___ Supplied text

I mentioned in a recent post my buying mineral specimens at a ‘Rock, Gem and Mineral Fair’. One thing I have noticed about these fairs is that dealers tend to set off with a stall that reflects their own interests, but after a season or so, they end up making compromise with ‘crystal healing’, ‘mood rings’, and various Tolkienesque notions of particular powers in stones. Better chance of a sale and a better price if the stone has magic in it.
I’ve been reading Thomas Nicols’ A lapidary, or, The history of pretious stones with cautions for the undeceiving of all those that deal with pretious stones (1652). It is amusing to imagine some of his more traditional magical powers of gems being pitched to the modern customer: ‘You should buy this, madam, for if your husband places this gemstone on your head while you are asleep, he will be able to see by your reaction whether you are faithful to him or not’ (reference, p. 51).
Nicols is not a very original thinker: he generally compiles from his authorities (‘Langius’ and others), but this causes a series of little crises, for he is reluctant to admit some of the more grandiose claims made for gemstones and their secret powers. Rather, he takes the line that it is not the gems, but demons inhabiting them, that might exert these powers. Again, a genuinely time-honoured belief that could serve as an interesting pitch for the new age rock dealer to try on the 21st century customer:
“Some do impute such vires [powers] to produce such effects to them, as these creatures cannot possibly be capable of … But such have been the errours of the great searchers out of the secrets of nature, as that they have attributed to inanimate creatures which are of the lowest orders of all natures productions, powers supernaturall, and vires which their natures are not capable of producing” (p. 19 – he cites Albertus Magnus claiming that the Opthalmius allows you to be invisible, and many others).
Though gems as being materiall mixt bodies, cannot by their own proper power and faculties produce such admirable and supernaturall things … yet they may be said to be continent causes of such effects, if we grant them what some affirm, namely, that oft-times they are the habitacles of daemons and intelligences” (p.31).

______

Task set →
1. List every page number that the post on Nicols' lapidary cites from his book.
2. Write a continuation of the post on Nicols' lapidary, starting after its final quoted passage.
The items that follow are not needed for anything here.

___ Dataset content

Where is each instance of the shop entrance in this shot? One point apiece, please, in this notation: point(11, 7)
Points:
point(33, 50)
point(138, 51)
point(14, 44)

______

Replies →
1. 51, 19, 31

2.
An interesting thing about the book is the way Nicols gropes towards (or rather, away from) a systematic understanding: all he has is a prose style founded on an extensive vocabulary (which imparts a certain shaky authority to what he says), and an unshakeable basic neo-Platonism, in which everything is somehow alive. Gems grow underground, and so they are a bit like plants:
“They (as the opinion of some is) have vegetative souls, or lapidisick spirits infused into them from above, by which they live and draw the likenesse of their substance, their lapidisick juice, their proper nourishment, for their sustentation, for the preservation of their being, and for their further growth and increase of their own proper substantiall moles, masse, or lump. Herbs draw their fructifying juyce from the circumjacent earth by thready roots, thereby to sap their bodies and their branches…” (p.2)
Many of Nicols’ stories about gemstones deal with them in connection to heat. These precious stones come from the tropics, for they need the tropical sun to come into being (p.9), and they can induce all kinds of temperature-related effects, either to heat or to cool. By the story he tells, a jewel-loving and credulous outdoors type (if such a combination is possible) might nowadays make a perfect customer for a ‘heliotrope’, on the basis that, being a gem of the sun, it will make a pan or water into which it is placed boil rapidly (p.142). Or, conversely, a chrysolite will so rapidly cool down scalding hot water that you can drop one into boiling water, and then plunge your hand “without any hurt or danger into that water which even now with the fervency of heat boiled up” (pp. 105-6). This discourse extends into more metaphorical forms of heat: gemstones can rouse or soothe the passions, and have major roles in matters sexual. The sapphire “if it be worn by an adulterer, by loosing its splendour it will discover his adultery: and that the wearing of it, doth hinder the erections that are caused by Venus.” (Nicols reports these beliefs, but thinks that the demon Asmodeus must have more to do with untoward erections – pp. 84-5).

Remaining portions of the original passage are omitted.